**Record excerpts**
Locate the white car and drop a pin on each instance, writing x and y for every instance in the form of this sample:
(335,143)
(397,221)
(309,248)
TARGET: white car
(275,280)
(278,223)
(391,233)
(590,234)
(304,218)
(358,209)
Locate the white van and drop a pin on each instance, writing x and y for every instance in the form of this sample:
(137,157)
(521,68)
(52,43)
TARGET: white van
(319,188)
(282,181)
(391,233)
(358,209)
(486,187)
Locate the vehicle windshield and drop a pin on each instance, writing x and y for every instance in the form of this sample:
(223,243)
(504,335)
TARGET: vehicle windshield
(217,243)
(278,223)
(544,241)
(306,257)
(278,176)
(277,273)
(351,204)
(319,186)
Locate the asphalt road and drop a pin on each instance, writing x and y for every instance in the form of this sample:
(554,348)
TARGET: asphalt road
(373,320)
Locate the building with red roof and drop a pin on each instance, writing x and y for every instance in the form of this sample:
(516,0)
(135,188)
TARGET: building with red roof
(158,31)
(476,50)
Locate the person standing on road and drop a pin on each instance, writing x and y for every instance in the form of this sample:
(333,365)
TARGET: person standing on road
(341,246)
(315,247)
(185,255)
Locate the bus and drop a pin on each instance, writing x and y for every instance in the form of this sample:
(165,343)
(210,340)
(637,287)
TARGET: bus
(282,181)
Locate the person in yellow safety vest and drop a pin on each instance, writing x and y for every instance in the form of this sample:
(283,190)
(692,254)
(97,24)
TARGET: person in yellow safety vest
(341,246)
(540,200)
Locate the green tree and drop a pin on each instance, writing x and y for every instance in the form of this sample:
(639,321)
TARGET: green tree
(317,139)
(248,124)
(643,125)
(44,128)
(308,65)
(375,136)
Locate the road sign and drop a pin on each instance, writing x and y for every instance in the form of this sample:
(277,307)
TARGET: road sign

**Assignment**
Would you please give the data above again, exactly as it appears?

**Response box**
Locate the white car and drop a pin on each instance, writing x and y for every instance in the form of this sample:
(335,143)
(397,221)
(309,248)
TARGET: white car
(275,280)
(278,223)
(391,233)
(590,234)
(304,218)
(358,209)
Locate the white van and drop a pin on each instance, writing x and y for every instance in the form of this sample:
(137,157)
(521,68)
(52,43)
TARGET: white van
(319,188)
(282,181)
(391,233)
(358,209)
(486,187)
Locate the vehicle windshield and drop a pin on each instance, writing x and y for every instance in the form of this sample:
(223,243)
(504,335)
TARGET: vehicle windshield
(217,243)
(278,223)
(544,241)
(306,257)
(278,176)
(277,273)
(351,204)
(319,186)
Locate the asphalt road and drop a pin on each instance, writing x and y for every instance in the form of this sample:
(554,348)
TARGET: asphalt road
(373,320)
Locate the building with red roof and drop a pin on each instance, writing x and y for every instance in the form of this sample:
(516,0)
(135,188)
TARGET: building with red roof
(158,31)
(476,50)
Locate the person standing on road and drop a pin on each instance, writing x and y for every instance in the form of this sample:
(333,365)
TARGET: person standing on road
(341,246)
(315,247)
(185,255)
Locate the bus and drop a pin on each instance, writing x and y for every instance in the form of this sample:
(165,343)
(210,340)
(637,287)
TARGET: bus
(282,181)
Locate the person in yellow safety vest and drop a pin on each instance, writing x and y for every instance in the form of this sample:
(283,190)
(692,254)
(97,24)
TARGET: person in yellow safety vest
(341,246)
(540,200)
Locate the green tree and drop a pin on each instance, writing x and y for every instance in the form of this sample:
(639,321)
TARGET: green tree
(317,139)
(248,124)
(643,125)
(44,128)
(308,65)
(375,136)
Locate the road sign and drop a pin on each instance, writing x and y for every instance in the form of this sample:
(277,307)
TARGET: road sign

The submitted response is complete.